▸ **PROBLEM TO WORK ON**: Please reproduce each line of the data below as it stands.

▸ **EXERCISE INPUTS**:
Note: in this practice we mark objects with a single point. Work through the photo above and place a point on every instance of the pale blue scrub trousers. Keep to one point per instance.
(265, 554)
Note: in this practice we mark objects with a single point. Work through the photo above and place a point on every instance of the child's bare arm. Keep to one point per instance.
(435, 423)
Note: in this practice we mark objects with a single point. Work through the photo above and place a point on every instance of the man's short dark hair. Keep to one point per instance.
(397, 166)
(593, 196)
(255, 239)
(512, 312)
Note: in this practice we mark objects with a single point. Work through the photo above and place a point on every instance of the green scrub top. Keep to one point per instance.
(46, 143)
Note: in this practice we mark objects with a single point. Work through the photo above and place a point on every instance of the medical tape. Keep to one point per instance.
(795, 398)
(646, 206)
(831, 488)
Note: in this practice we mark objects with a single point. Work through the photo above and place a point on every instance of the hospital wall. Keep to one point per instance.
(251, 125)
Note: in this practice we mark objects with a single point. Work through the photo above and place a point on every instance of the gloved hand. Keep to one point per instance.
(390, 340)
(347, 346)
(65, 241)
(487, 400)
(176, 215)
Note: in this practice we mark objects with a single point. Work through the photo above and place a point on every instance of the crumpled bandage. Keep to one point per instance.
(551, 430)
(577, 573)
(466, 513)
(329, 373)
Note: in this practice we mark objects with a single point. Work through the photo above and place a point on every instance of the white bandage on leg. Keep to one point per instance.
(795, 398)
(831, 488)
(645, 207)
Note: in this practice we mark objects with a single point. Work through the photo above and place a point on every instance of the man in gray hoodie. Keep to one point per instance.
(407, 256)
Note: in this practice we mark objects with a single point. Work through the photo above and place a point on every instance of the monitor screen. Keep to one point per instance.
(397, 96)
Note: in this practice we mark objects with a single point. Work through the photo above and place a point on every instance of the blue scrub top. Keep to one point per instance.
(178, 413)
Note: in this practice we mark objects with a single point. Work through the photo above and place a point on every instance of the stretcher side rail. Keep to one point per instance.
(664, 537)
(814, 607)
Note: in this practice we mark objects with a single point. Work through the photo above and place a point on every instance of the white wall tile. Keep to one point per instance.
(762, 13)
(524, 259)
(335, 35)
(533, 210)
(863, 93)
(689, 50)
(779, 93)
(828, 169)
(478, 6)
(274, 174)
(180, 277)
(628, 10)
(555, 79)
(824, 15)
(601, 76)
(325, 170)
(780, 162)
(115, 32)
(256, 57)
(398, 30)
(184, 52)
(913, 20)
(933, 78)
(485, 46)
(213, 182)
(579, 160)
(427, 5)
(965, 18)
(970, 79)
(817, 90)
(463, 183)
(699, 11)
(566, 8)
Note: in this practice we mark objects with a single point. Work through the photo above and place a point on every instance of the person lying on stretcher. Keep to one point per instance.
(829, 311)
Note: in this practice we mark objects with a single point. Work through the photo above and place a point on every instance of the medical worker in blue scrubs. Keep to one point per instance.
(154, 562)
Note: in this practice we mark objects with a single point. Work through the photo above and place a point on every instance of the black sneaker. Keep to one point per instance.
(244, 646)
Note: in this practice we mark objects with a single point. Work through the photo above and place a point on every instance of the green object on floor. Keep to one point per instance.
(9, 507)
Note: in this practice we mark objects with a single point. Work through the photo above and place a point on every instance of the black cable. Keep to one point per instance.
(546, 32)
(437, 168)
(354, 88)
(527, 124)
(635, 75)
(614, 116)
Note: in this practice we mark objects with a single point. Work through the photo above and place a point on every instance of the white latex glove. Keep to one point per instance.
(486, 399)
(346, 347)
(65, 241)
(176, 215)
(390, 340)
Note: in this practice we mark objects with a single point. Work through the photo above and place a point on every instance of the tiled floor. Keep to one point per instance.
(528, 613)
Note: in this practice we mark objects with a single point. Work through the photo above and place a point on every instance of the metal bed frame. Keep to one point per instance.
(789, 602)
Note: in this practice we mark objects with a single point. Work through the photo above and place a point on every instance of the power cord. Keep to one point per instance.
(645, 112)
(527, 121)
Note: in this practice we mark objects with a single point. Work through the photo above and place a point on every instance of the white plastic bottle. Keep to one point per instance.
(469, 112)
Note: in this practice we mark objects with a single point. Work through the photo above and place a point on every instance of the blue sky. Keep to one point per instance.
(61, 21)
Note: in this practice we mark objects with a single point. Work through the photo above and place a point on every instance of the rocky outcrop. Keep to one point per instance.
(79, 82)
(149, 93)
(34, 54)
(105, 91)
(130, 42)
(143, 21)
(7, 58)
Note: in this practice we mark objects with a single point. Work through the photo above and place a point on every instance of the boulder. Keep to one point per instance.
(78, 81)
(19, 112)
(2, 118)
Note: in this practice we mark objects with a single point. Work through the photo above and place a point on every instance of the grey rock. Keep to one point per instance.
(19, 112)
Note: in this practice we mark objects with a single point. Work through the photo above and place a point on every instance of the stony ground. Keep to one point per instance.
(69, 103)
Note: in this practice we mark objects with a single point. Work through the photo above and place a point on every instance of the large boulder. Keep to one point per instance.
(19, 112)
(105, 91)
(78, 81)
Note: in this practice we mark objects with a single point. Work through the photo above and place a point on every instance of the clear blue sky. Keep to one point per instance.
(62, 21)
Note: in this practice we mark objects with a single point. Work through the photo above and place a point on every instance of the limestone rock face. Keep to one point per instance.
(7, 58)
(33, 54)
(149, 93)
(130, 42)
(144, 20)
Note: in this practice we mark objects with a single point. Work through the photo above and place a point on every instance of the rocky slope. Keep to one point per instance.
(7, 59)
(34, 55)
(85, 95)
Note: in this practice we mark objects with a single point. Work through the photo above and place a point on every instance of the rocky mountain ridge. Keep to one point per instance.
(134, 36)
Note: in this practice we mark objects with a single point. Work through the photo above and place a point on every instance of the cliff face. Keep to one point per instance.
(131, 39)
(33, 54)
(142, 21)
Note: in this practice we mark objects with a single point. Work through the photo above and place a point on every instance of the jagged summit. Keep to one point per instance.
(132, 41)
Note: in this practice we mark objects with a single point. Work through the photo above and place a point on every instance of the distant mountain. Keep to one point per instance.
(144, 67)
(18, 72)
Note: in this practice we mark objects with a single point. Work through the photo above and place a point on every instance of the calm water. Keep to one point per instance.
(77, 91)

▸ **ANSWER SECTION**:
Note: in this practice we mark objects with a single point. Work through the photo above and place a point on every instance of the pale blue scrub trousers. Keep to one point per instance.
(265, 554)
Note: in this practice we mark objects with a single point. Work through the photo above and place a point on every instance of the child's bare arm. Keep to one point per instance.
(435, 423)
Note: in this practice we mark objects with a single point. Work through the photo above and place a point on every instance of the man's short dark hair. Keep to one point per instance.
(397, 166)
(593, 196)
(255, 239)
(512, 312)
Note: in this practice we mark objects with a single point. Work through the photo above and place a point on every instance of the green scrub top. Keep to one point per instance.
(46, 143)
Note: in this practice we mark objects with a single point. Work through the photo above and place a point on every instance of the medical tape. Keep to one point per instance.
(795, 398)
(646, 206)
(831, 488)
Note: in this practice we mark objects with a single point. Work through the photo above and place a point on every instance of the hospital wall. Keep to one point per instance.
(251, 125)
Note: in this practice we mark objects with a single point. Work through the photo above and place a point on every instance of the gloved hand. Keep to one point per instance.
(390, 340)
(347, 346)
(65, 241)
(487, 400)
(176, 215)
Note: in this practice we mark objects with a single point. Work through the photo above and place a point on every instance of the crumpled bandage. Keep to one point per instance.
(551, 430)
(577, 573)
(466, 513)
(329, 373)
Note: in this practice we mark objects with a single point. Work through the photo above and place a point on every instance of the white bandage on leg. Keep to one point per instance.
(795, 398)
(831, 488)
(645, 207)
Note: in this practice we mark objects with a single point. Work through the photo above and place a point on every instance of the man in gray hoodie. Keep to one point per instance.
(407, 256)
Note: in this practice we mark objects with a single point. Work through the photo above and place a point on every instance of the monitor screen. Keep to one point per instance.
(397, 96)
Note: in this practice we mark objects with a single point. Work through the photo above and place a point on every instance of the blue scrub top. Keep to one point per instance.
(178, 413)
Note: in this practice we mark objects with a single point. Work through the photo above and place a point on every instance of the stretcher side rail. Keep to one point per instance.
(664, 537)
(814, 607)
Note: in this practice we mark objects with a single point. Work through the photo above and place a point on every instance of the white wall tile. Keep to one point per instance.
(762, 13)
(524, 259)
(335, 35)
(533, 210)
(863, 93)
(689, 50)
(779, 93)
(828, 169)
(478, 6)
(274, 174)
(180, 277)
(628, 10)
(555, 79)
(824, 15)
(601, 76)
(325, 170)
(780, 162)
(115, 32)
(256, 57)
(398, 30)
(184, 52)
(913, 20)
(933, 78)
(485, 46)
(213, 182)
(579, 160)
(427, 5)
(965, 18)
(970, 79)
(817, 90)
(463, 183)
(699, 11)
(566, 8)
Note: in this practice we mark objects with a single point. Work through the photo above and place a point on every instance of the person lying on stretcher. Keep to one point per instance.
(829, 311)
Note: in this practice we mark objects with a single point. Work through the photo above and place a point on every instance of the medical worker in blue scrubs. Keep to one point per instance.
(154, 562)
Note: in this practice we mark objects with a single point. Work through the photo above and place a point on every instance of the black sneaker. Keep to one point per instance.
(244, 646)
Note: in this practice we mark objects with a single point. Work through the photo above and place a point on every instance of the green object on floor. Keep to one point per instance.
(9, 507)
Note: in this practice we mark objects with a single point. Work through the photo above and place a point on every instance of the black cable. Keep to one point per instance.
(546, 32)
(437, 168)
(354, 88)
(527, 124)
(635, 75)
(614, 116)
Note: in this practice we mark objects with a single point. Work through the photo above and place a point on every instance of the white latex glove. Keep to one point per instance.
(486, 399)
(346, 347)
(65, 241)
(176, 215)
(390, 340)
Note: in this practice we mark objects with a single point. Work through the photo above and place a point on every instance of the tiled floor. Keep to one point per instance.
(528, 613)
Note: in this practice we mark objects with a single point. Work through the photo above and place a point on every instance of the metal bed frame. Keep to one point per instance.
(789, 602)
Note: in this practice we mark objects with a single point. Work through the photo above and place a point on every instance of the power cord. Keep to one point per instance.
(645, 112)
(527, 121)
Note: in this practice we mark objects with a single point. Work through the photo above and place a point on every instance of the white plastic bottle. Keep to one point per instance.
(469, 112)
Note: in this practice we mark objects with a single point. Work through the photo above and place a point on every instance of the blue sky. Keep to one point per instance.
(61, 21)
Note: in this practice we mark objects with a single point. Work through the photo above and place a point on every instance of the rocky outcrop. Keep to one point per instance.
(79, 82)
(149, 93)
(34, 54)
(105, 91)
(130, 42)
(143, 21)
(7, 58)
Note: in this practice we mark objects with a single point. Work through the photo above and place a point on every instance of the boulder. Keep to one point per instance.
(78, 81)
(19, 112)
(2, 118)
Note: in this practice we mark objects with a single point. Work through the photo above and place a point on every instance of the grey rock. Keep to one point per instance.
(19, 112)
Note: in this practice we mark objects with a single point. Work through the photo above and place a point on every instance of the stony ground. Keep to one point per instance.
(69, 103)
Note: in this practice we mark objects with a single point. Work through the photo above and place a point on every instance of the large boulder. Keep to one point per instance.
(19, 112)
(105, 91)
(78, 81)
Note: in this practice we mark objects with a single point. Work through the photo above and place a point on every instance of the clear blue sky. Keep to one point per instance.
(62, 21)
Note: in this practice we mark objects with a single point. Work through the photo above and place a point on every instance of the limestone rock face. Keep to one point per instance.
(7, 58)
(33, 54)
(149, 93)
(130, 42)
(144, 20)
Note: in this practice we mark objects with a single point. Work through the photo above and place a point on every instance of the rocky slope. Keep to one point per instance.
(7, 59)
(34, 55)
(85, 95)
Note: in this practice we mark objects with a single point. Work through the photo above and place a point on every instance of the rocky mountain ridge. Keep to one point per instance.
(134, 36)
Note: in this practice we mark objects with a single point. Work through the photo above and place a point on every instance of the cliff face. Keep to one point per instance.
(131, 39)
(33, 54)
(142, 21)
Note: in this practice we mark objects with a single point. Work through the photo above and place a point on every instance of the jagged summit. Keep to one point per instance.
(132, 41)
Note: in this practice we mark objects with a single point. Work through the photo above and place a point on every instance of the distant mountain. Keep to one point per instance.
(144, 67)
(18, 72)
Note: in this practice we mark objects with a single point. Work through the photo above and place a point on every instance of the calm water. Keep to one point per instance.
(77, 91)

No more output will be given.